Goal of the exercise: Everything in the listing must be repeated exactly, apart from the images.

Data:
··········
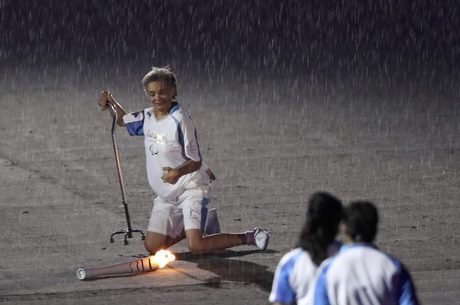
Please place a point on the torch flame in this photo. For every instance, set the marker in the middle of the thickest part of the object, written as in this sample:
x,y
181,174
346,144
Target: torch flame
x,y
162,258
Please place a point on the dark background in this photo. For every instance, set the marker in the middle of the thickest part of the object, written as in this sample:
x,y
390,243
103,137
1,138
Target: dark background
x,y
416,41
358,98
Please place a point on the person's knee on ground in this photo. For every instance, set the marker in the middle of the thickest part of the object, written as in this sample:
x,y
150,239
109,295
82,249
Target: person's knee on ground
x,y
195,242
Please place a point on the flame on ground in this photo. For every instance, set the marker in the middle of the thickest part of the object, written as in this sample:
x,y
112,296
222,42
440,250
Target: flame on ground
x,y
162,258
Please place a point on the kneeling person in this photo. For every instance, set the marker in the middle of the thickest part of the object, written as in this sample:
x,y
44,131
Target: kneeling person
x,y
175,171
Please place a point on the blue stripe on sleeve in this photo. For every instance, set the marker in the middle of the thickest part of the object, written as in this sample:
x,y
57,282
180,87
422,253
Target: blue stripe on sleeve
x,y
321,296
136,128
407,289
284,293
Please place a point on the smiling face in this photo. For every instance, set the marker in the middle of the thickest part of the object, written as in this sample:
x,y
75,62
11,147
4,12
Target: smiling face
x,y
161,96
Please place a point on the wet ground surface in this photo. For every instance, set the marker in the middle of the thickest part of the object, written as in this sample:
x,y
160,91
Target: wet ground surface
x,y
271,141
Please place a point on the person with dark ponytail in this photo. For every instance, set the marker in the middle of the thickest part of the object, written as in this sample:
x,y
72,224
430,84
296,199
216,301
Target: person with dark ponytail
x,y
317,241
361,274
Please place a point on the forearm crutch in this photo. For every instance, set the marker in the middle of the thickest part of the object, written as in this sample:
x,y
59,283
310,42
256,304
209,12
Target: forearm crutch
x,y
129,230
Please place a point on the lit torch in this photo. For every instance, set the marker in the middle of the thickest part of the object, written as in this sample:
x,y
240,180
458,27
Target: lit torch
x,y
151,263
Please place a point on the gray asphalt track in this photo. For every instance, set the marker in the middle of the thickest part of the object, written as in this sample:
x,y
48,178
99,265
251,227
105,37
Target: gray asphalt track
··········
Answer to this exercise:
Please place a point on the torch flame in this photo. For every instance, set the marker in the middle of the thickest part of the object, written as in this sample:
x,y
181,174
346,144
Target: torch flame
x,y
162,258
Please place a point on the dark background in this photo. For every instance, set the marker in the middle of the thickest part of the object, written as in this sample:
x,y
390,243
103,137
1,138
Target: dark background
x,y
416,41
358,98
Please place a point on the person's knee on ground in this photo. For every instance, set the marker in the middle of the thickest part of the object, written as in this sample:
x,y
150,239
109,295
82,249
Target: person's knee on ground
x,y
195,242
Please place a point on the flame on ground in this photo. For every instance, set the marker in the middle of the thickest part of the object, written as in this sample:
x,y
112,296
222,42
440,250
Target: flame on ground
x,y
162,258
Please place a point on the kneeling person in this photo. For every instance, set the marker in the middle of the thickest part of the object, written as in this sample:
x,y
44,131
Target: kneeling person
x,y
175,171
Please place a point on the blue stripe on sleeve in this photo. For every instance, set the marker in the middle of the thickest part of the object, written as in this sample:
x,y
57,282
180,87
422,253
Target: blue stripe on sleeve
x,y
321,296
136,128
407,289
284,293
Please place a point on the smiling face in this photo. For every instance, set the marker in the middle of the thickest part of the object, written as in this sample:
x,y
75,62
11,147
4,12
Target: smiling face
x,y
161,96
Please place a point on the wet ground surface in this photo. For every instance, set the marker in the middle of the thickest part of the object, written as in this sample:
x,y
160,91
Target: wet ground surface
x,y
271,141
Please place a point on the person with dark ponytail in this photo. For every instance, set the marker in the middle of the thickest part of the object, written as in this sample:
x,y
72,224
430,84
296,199
216,301
Target: person with dark ponytail
x,y
317,241
361,274
Please place a point on the forearm crutch in this photo. For every instance, set the marker in the middle of the thickest part of the object, written as in this sample:
x,y
59,283
310,42
256,304
209,12
Target: forearm crutch
x,y
129,230
Please place a point on the lit torch in this photo. For every instance, set the marker in the middle of the thickest part of the object, written as in this sample:
x,y
240,180
458,27
Target: lit torch
x,y
151,263
Please place a point on the gray asphalt track in this photo. For every instance, set the marker in the middle of the thickest part of the object, written as in this sample:
x,y
48,178
99,265
251,227
105,37
Target: gray asphalt track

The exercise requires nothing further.